==== RECORDS FOR THIS EXERCISE

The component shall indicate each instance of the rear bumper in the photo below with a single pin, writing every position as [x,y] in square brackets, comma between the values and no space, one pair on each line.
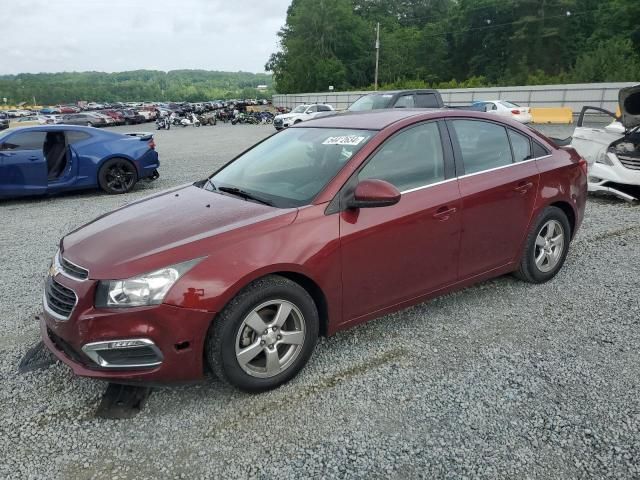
[177,335]
[148,165]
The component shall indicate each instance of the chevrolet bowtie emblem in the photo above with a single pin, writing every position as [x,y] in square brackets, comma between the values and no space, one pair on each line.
[53,270]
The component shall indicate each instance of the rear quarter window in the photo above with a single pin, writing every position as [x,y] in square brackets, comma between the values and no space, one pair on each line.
[75,137]
[483,145]
[539,150]
[24,141]
[427,100]
[521,146]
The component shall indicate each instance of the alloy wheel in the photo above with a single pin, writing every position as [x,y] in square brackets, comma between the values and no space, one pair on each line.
[120,176]
[270,338]
[549,248]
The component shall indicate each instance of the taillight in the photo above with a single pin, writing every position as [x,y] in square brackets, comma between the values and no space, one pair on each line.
[584,166]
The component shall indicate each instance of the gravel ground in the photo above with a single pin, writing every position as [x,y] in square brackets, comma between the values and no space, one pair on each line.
[501,380]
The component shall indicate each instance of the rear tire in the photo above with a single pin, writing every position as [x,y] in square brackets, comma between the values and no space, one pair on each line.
[546,247]
[117,176]
[250,347]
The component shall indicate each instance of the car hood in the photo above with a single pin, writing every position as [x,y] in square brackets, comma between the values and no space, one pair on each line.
[161,230]
[629,100]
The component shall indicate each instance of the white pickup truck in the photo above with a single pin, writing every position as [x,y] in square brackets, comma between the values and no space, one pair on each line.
[301,113]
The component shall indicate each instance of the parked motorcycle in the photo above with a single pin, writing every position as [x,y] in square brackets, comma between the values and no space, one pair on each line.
[191,120]
[163,123]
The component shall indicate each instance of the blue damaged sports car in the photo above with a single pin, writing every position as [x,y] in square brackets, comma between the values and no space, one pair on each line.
[55,158]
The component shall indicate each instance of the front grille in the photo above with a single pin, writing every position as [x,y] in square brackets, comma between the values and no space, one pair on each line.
[632,163]
[130,356]
[60,299]
[73,270]
[68,350]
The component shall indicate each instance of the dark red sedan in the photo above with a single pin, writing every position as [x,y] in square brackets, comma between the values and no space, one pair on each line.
[315,229]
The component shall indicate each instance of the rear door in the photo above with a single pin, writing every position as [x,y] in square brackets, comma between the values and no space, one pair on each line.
[498,183]
[23,170]
[394,254]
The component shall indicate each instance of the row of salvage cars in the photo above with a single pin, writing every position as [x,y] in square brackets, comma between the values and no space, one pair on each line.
[613,151]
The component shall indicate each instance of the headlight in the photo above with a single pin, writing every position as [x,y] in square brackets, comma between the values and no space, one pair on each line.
[604,159]
[147,289]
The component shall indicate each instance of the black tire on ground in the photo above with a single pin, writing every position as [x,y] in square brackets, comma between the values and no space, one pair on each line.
[117,175]
[229,330]
[551,224]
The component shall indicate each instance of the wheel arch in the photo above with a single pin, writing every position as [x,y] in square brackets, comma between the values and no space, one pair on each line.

========

### GOAL OF THE EXERCISE
Output a faithful copy of the data, with each picture left out.

### REPLY TO THE EXERCISE
The component shall indicate each instance of the rear bumper in the photo below with a single pin, writing every position as [x,y] in square brackets, comma between the values and no space, one pair on each line.
[177,335]
[148,165]
The component shall indicate each instance of the chevrolet bowtie emblem in the photo above with a single pin, writing every position as [x,y] in square brackets, comma between the values and no space, one pair on each line.
[53,270]
The component shall indicate each instance of the rear quarter window in the photo above with a single pin, writing every position as [x,y] in square brackets, comma between the values and no space, one pair on each line.
[75,137]
[483,145]
[539,150]
[24,141]
[427,100]
[521,146]
The component shall indicate each instance of the alloy wheel in the photo above with a single pin, writing every position as [x,y] in square brackets, comma between the values and no space, one pair on each line.
[120,176]
[270,338]
[549,248]
The component shall indicate each instance of the taillight in the photo above with a single pin, writing every position as [x,y] in square brackets, comma between the values and no space, one pair on each line.
[584,166]
The component shall indicate each instance of the gravel ground in the photo above with a single pin, writing every position as [x,y] in square brackets, comma between the values and no space, one pair on each line.
[501,380]
The component shall indicate each instance of the rear tire in the photo above with a single pin, writing every position as [x,y] in square brackets, comma between the values and no space, one pair on each line.
[546,247]
[117,176]
[250,347]
The component shall indicate each instance of the car hood in the photo above with a single pin, writing every position as [x,y] in square brackets, comma between the values and no space, one pair on each line.
[161,230]
[629,100]
The component shall indicate each instance of the white pickup truck in the photo above with a single pin, writing every position as [x,y] in square brackets, comma between the values and no space, one pair on each line.
[301,113]
The component shall indicate each instance of the parked motorcycle in the photo above with a single pin, writing every position as [x,y] in square brackets, comma between the values and no space, one pair on each line.
[191,120]
[163,123]
The component shall indicate each instance of the blue damaged sports car in the photo above with a single pin, writing every position as [x,y] in square brackets, comma between the values and no space, one pair on each line.
[55,158]
The component shall indicate each instance of the front grille in the photo above with a single pin, writing every position as [x,y] in square brackets, comma between the values and no space, one pair on each line.
[632,163]
[130,356]
[60,299]
[73,270]
[68,350]
The component shall indicate each instance of the dark red sedan in the photo above with a single pin, writing every position as [x,y] in square brackets, comma between the values and no space, one pair on each line.
[315,229]
The component shall indicate each instance of the rear door in the photo above with a single pin, writing every position as [x,y] in square brackets, comma between the values and no space, one pair on each line.
[498,183]
[23,170]
[394,254]
The component shall indicate each instance of the row of salvage cars in the photo above with a single pin, writing every position as [x,y] in square brackets, comma between the values and no space, one pair on each line.
[613,151]
The component shall indicate each instance of the headlight in the photo above with a single pin, writing every position as [x,y] in square brackets, comma between the values and no space, one pair on each line.
[604,159]
[147,289]
The component shall indicate each instance of the black tire on ground in the photo above with a single pin, writing every position as [x,y] in square brackets, comma between the values and no space, one pair on each line.
[117,175]
[229,330]
[551,224]
The component shall indicate each instance of the wheel arch in the photo above with a single pin, writing every position as [x,y] in square brackets, comma between the values and no space, one pair on each line.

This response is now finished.